*DA SVOLGERE*:
Riscrivi le righe partendo da quella che contiene "query=sunlit grass slope --output=box" e arrivando fino all'ultima, entrambe comprese, senza tralasciarne nessuna. Trasla di 7 ogni coordinata dei riquadri e lascia fuori le immagini dalla risposta.

*DATI FORNITI*:
────────────────────────────────────────
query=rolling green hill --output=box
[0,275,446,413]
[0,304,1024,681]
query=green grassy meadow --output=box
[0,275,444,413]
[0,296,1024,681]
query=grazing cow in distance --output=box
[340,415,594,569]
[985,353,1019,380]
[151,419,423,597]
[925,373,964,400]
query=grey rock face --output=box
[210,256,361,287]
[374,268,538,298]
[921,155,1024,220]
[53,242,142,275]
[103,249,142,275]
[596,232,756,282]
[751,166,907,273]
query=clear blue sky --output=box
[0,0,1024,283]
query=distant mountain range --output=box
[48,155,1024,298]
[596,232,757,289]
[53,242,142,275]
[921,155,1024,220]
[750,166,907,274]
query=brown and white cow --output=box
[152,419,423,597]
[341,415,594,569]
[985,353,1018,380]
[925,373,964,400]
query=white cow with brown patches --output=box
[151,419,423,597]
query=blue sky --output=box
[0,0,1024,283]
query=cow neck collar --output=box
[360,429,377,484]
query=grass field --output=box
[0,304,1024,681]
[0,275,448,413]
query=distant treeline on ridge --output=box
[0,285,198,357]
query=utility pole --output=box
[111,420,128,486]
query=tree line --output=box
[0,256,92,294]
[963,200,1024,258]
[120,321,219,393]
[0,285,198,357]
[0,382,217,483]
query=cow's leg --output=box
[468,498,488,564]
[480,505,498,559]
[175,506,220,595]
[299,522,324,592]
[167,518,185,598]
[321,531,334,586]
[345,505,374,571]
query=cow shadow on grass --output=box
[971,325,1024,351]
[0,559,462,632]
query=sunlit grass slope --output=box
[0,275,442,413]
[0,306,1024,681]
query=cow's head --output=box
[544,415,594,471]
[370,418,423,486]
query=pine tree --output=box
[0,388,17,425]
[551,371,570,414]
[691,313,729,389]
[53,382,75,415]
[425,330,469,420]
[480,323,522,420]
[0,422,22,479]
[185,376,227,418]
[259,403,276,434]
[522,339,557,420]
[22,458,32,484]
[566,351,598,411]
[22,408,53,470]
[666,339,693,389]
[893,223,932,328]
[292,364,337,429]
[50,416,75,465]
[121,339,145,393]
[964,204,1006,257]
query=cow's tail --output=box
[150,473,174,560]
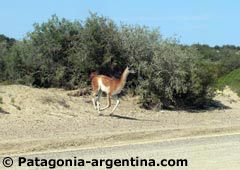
────────────────────────────────────────
*SOLUZIONE*:
query=sunlit grass slope --output=box
[7,282,449,420]
[7,313,1031,688]
query=cow's head --output=box
[551,422,601,478]
[377,425,430,493]
query=pine tree --output=box
[7,395,24,432]
[558,378,577,421]
[698,320,736,396]
[60,389,82,422]
[432,337,476,427]
[487,330,529,427]
[7,429,29,486]
[192,383,234,425]
[266,410,283,441]
[529,346,564,427]
[29,465,39,491]
[573,358,605,418]
[29,415,60,477]
[673,346,700,396]
[900,230,939,335]
[299,371,344,436]
[57,423,82,472]
[128,346,152,400]
[971,211,1013,264]
query=cow's tail --output=box
[157,480,181,567]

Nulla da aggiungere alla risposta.